* [Given exercise] Rewrite the records from the line containing "Find — the man's lips, a" through the end, requests included. Offset each answer coordinate by adding -81 to every number in it, and leave the sample coordinates unchanged.

>> Begin Exercise material

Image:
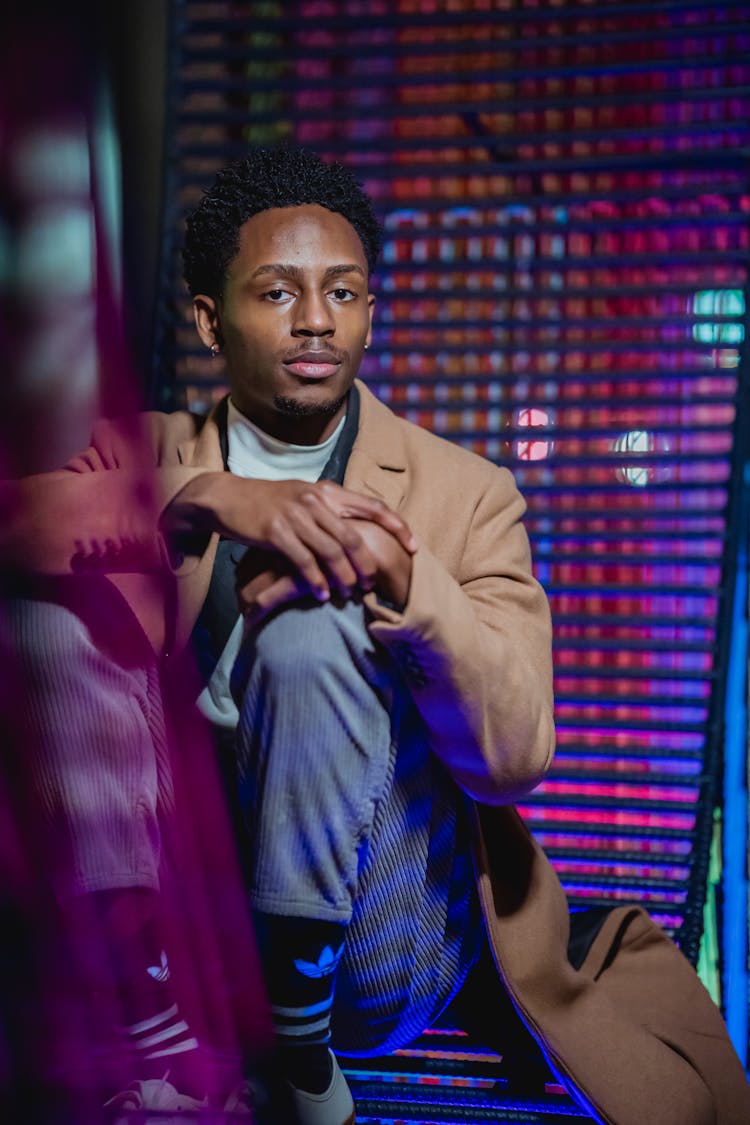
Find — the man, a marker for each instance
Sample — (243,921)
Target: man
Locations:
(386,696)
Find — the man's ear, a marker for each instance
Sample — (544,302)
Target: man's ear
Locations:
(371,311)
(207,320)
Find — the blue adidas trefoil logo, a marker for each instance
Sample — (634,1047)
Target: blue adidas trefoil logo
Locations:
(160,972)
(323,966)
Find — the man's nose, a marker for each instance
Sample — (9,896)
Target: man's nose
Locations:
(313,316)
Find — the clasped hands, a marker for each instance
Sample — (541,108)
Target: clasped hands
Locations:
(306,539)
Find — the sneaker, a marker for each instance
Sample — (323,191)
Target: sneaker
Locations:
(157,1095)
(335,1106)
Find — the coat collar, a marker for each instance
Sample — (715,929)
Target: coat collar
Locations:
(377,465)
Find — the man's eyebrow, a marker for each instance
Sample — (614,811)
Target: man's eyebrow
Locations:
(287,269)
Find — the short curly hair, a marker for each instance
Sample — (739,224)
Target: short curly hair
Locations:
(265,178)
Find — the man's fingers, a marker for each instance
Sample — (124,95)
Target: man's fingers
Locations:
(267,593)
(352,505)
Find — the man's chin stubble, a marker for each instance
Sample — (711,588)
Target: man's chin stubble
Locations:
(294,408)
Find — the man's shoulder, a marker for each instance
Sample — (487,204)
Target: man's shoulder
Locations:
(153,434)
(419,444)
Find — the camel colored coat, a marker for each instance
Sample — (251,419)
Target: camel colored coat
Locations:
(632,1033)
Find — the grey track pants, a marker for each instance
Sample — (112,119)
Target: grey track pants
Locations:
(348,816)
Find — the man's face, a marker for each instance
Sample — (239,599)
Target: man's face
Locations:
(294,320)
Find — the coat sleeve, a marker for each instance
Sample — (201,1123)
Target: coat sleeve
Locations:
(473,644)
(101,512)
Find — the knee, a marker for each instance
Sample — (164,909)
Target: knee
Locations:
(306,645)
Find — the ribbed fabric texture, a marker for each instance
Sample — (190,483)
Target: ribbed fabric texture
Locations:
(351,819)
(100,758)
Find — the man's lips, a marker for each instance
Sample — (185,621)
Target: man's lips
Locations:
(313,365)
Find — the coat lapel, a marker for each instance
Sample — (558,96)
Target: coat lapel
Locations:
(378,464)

>> End Exercise material

* [Correct output]
Find — the man's lips, a marker for each instance
Sample — (185,621)
Target: man's lips
Locations:
(232,284)
Find — the coat lapel, a marker for each instance
Sample — (558,96)
Target: coat lapel
Locations:
(297,383)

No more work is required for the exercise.